Task to carry out
Transcribe every line of the listing below without any deviation.

----- Data supplied -----

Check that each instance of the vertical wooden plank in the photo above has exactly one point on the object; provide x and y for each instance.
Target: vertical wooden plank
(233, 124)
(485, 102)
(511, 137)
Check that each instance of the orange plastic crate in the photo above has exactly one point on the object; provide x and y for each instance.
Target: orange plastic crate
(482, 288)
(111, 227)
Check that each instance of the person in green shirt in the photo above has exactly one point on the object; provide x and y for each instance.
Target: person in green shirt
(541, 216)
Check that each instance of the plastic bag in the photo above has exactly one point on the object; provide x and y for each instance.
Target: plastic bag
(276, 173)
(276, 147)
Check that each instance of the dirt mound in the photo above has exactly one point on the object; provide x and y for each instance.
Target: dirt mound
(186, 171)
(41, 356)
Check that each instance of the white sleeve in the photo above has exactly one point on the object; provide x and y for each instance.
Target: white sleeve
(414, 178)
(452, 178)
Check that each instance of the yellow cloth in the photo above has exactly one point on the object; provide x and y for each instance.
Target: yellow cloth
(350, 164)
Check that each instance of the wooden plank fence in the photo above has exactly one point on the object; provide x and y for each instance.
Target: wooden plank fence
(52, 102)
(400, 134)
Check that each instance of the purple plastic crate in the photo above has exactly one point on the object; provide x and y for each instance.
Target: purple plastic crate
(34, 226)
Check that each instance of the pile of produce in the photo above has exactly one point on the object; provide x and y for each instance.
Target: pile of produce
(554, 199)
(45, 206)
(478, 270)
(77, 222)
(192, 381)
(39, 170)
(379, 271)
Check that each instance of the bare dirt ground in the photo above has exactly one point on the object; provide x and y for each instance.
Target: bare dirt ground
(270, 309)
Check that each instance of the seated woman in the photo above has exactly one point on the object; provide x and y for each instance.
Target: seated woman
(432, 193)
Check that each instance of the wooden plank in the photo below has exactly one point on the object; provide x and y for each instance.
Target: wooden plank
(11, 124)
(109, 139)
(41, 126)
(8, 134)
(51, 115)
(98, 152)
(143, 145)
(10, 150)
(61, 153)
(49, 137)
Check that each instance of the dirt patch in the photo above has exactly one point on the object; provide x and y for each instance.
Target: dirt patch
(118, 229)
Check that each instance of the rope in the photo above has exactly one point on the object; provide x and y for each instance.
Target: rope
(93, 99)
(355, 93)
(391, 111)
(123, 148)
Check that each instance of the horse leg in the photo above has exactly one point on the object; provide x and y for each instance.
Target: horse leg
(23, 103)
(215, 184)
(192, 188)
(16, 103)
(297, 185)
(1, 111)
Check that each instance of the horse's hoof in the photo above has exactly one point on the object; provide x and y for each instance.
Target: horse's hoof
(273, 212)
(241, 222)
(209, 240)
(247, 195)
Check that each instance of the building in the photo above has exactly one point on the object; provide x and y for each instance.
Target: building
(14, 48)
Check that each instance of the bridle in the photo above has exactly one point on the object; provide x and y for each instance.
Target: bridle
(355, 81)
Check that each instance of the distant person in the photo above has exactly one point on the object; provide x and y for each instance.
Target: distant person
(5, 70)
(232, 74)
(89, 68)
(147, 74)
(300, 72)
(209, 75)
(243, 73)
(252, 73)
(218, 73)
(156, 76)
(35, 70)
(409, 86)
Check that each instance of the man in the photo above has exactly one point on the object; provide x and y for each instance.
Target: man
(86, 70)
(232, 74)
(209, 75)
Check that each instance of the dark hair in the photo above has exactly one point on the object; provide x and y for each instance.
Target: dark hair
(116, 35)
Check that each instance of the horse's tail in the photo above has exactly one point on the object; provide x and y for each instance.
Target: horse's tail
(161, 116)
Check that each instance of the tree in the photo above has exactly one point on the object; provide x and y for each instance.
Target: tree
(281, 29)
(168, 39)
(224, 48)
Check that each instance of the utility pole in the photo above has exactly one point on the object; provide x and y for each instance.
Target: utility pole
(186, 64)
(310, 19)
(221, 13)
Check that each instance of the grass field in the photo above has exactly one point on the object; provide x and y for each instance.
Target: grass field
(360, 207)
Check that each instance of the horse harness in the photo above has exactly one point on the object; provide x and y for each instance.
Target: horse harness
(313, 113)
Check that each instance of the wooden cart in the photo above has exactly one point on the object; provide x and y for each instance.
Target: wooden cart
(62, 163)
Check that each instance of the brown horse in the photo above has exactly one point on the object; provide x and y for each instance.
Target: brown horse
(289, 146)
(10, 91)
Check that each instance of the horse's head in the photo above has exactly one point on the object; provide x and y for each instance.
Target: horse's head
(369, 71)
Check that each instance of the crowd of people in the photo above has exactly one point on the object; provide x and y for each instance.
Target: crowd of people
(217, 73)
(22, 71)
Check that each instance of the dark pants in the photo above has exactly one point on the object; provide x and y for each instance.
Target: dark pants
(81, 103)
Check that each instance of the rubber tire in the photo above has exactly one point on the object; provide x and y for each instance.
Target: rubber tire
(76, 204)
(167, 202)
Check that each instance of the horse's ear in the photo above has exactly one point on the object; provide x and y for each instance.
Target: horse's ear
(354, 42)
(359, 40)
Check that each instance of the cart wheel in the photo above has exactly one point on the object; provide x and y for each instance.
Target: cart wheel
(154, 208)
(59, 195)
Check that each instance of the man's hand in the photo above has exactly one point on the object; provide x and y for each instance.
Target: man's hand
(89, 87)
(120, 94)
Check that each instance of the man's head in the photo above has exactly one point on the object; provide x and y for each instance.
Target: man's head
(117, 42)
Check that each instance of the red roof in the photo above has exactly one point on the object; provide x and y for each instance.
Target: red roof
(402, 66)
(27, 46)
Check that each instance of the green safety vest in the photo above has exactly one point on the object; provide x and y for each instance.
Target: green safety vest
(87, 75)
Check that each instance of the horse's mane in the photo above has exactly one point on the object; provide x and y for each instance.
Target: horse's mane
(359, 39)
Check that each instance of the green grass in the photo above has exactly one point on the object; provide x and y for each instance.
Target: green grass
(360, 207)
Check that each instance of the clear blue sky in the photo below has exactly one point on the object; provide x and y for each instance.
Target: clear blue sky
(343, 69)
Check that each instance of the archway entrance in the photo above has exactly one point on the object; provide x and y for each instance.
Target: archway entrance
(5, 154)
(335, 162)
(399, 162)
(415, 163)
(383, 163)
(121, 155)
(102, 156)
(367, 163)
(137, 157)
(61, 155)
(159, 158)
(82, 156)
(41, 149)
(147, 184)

-----

The completed task
Check that each instance of the vertical wooden plank in the photo above has exactly one point on the object; provide x and y for each instance.
Target: vertical wooden plank
(233, 124)
(485, 102)
(511, 137)
Check that each instance of the orange plastic crate in the photo above has exactly one point on the object; provide x and y for each instance.
Target: orange plastic crate
(482, 288)
(111, 227)
Check that each instance of the person in green shirt in the photo above has exactly one point on the object; provide x and y for each instance.
Target: person in green shirt
(541, 216)
Check that each instance of the plastic bag in the photo above has exactly one point on the object; provide x and y for each instance.
Target: plastic bag
(276, 173)
(276, 147)
Check that each instance of the dirt mound in the photo above has exactly one point on the object; provide x and y for each instance.
Target: dirt mound
(186, 171)
(41, 356)
Check that each instance of the white sleeve in the photo above has exactly one point on the object; provide x and y for each instance.
Target: white sleeve
(414, 178)
(452, 178)
Check that each instance of the yellow cloth in the photo above has exactly one point on the object; provide x and y for each instance.
Target: yellow cloth
(350, 164)
Check that each instance of the wooden plank fence in the photo above has exactly one point on the object; provide x and y for each instance.
Target: wooden plank fence
(52, 102)
(400, 134)
Check that each instance of the purple plastic crate in the photo above has exactly one point on the object; provide x and y for each instance.
Target: purple plastic crate
(34, 226)
Check that each instance of the pile of produce in the photo above has exactly one point on the object; provide x and y for each instance.
Target: pile of produce
(554, 199)
(45, 206)
(478, 270)
(77, 222)
(192, 381)
(39, 170)
(379, 271)
Check that each instance of the bare dirt ground in the photo above has exactly one point on the object; provide x and y for each instance.
Target: bare dirt ground
(270, 309)
Check that each instance of the seated woman in the photo above has exactly one point on the object; provide x and y for each instance.
Target: seated woman
(432, 193)
Check that each instance of the wooden plank in the photo below has exactly one point on the object; provide x and y for each instance.
Target: wooden plank
(11, 124)
(109, 139)
(41, 126)
(8, 134)
(51, 115)
(98, 152)
(143, 145)
(10, 150)
(61, 153)
(49, 137)
Check that each instance of the dirt patch in the photo above has exactly one point on the object; provide x and y for each instance.
Target: dirt patch
(118, 229)
Check that each instance of the rope in the photo above has exactly one point on the object; provide x and y for each instance.
Target: rope
(93, 99)
(355, 93)
(391, 111)
(123, 148)
Check that each instance of the horse leg in the photo above has exactly one point on the object; provide x and y for each instance.
Target: horse leg
(23, 103)
(215, 184)
(192, 188)
(16, 103)
(297, 185)
(1, 111)
Check that each instance of the horse's hoof in the photo above has exactly one point on the object; provide x and y for each instance.
Target: horse's hoof
(273, 212)
(241, 222)
(209, 240)
(247, 195)
Check that each instance of the building in the photo above has exactly one point on the object; provide x and y for each instance.
Target: building
(14, 48)
Check that each instance of the bridle in the photo above has exactly one point on the object; provide x and y for each instance.
Target: bridle
(355, 81)
Check that each instance of the distant person in the photo above has exactly one point on the object; provide x and y for each instance.
Target: distant person
(5, 70)
(232, 74)
(89, 68)
(147, 74)
(300, 72)
(209, 75)
(243, 73)
(252, 73)
(218, 73)
(156, 76)
(35, 70)
(409, 86)
Check that each instance of the man in the photo above has exactly one point on the object; provide x and y for each instance.
Target: man
(86, 70)
(232, 74)
(209, 75)
Check that each instance of the dark hair in the photo above has exactly one point on the object; provide x and y for each instance.
Target: dark hair
(116, 35)
Check that each instance of the horse's tail in the photo above has exactly one point on the object; provide x and y for each instance.
Target: horse's tail
(161, 116)
Check that each instance of the tree in the photo above has exactly one point on the object; provide x and y for each instance.
Target: tree
(281, 29)
(168, 39)
(224, 48)
Check that each instance of the utility pole in the photo above has exactly one point on the object; provide x and y for each instance.
Target: utility pole
(186, 64)
(310, 19)
(221, 13)
Check that each instance of the grass field in the photo above has exactly one point on the object; provide x and y for each instance.
Target: grass field
(360, 207)
Check that each instance of the horse harness in the photo above has exactly one point on the object; provide x and y for each instance.
Target: horse harness
(313, 113)
Check that each instance of the wooden cart in the photo above has exactly one point on the object; provide x and y for each instance.
Target: wooden cart
(62, 163)
Check that each instance of the brown horse in the photo above has exactly one point on the object; provide x and y for each instance.
Target: brown horse
(289, 146)
(10, 91)
Check that each instance of the horse's head in the photo above has exactly one point on the object; provide x and y for each instance.
Target: horse's head
(369, 71)
Check that each instance of the crowd of people in the photo above has exactly one point on the object; provide x and y for each instance.
Target: crowd of people
(217, 73)
(22, 71)
Check that each instance of the dark pants in the photo above has exactly one point on the object; provide x and y for each instance.
Target: dark pants
(81, 103)
Check that each instance of the rubber tire in the photo above has exactly one point on the object; provide x and y for each instance.
Target: rubber tire
(76, 204)
(167, 202)
Check that each instance of the horse's ear in the photo above has exactly one point on the object; provide x and y for each instance.
Target: horse's ear
(354, 42)
(359, 40)
Check that each instance of the cart wheel in the photo above has exactly one point on the object; provide x and y for each instance.
Target: cart wheel
(154, 208)
(59, 195)
Check that each instance of the man's hand in the photo above has exactly one point on the object; provide x and y for each instance.
Target: man's hand
(89, 87)
(120, 94)
Check that each instance of the man's head in the photo above has exactly one point on the object; provide x and y for each instance.
Target: man's head
(117, 42)
Check that each instance of the red roof in the photo above has exactly one point on the object; provide x and y for each instance.
Target: red roof
(402, 66)
(27, 46)
Check that each instance of the green safety vest in the photo above has exactly one point on the object; provide x and y for each instance.
Target: green safety vest
(87, 75)
Check that each instance of the horse's mane in the photo above has exactly one point on the object; provide x and y for each instance.
Target: horse's mane
(359, 39)
Check that each instance of the green grass in the photo above has exactly one point on the object; provide x and y for each instance.
Target: green grass
(360, 207)
Check that each instance of the clear blue sky in the photo below has exactly one point on the object; provide x and y for each instance.
Target: clear blue sky
(343, 69)
Check that each instance of the archway entrance in the photo above has exactly one point on the object; provide x and y for each instance.
Target: archway entrance
(5, 154)
(335, 162)
(399, 162)
(415, 163)
(383, 163)
(121, 155)
(102, 156)
(367, 163)
(137, 157)
(61, 155)
(159, 158)
(82, 156)
(41, 149)
(147, 184)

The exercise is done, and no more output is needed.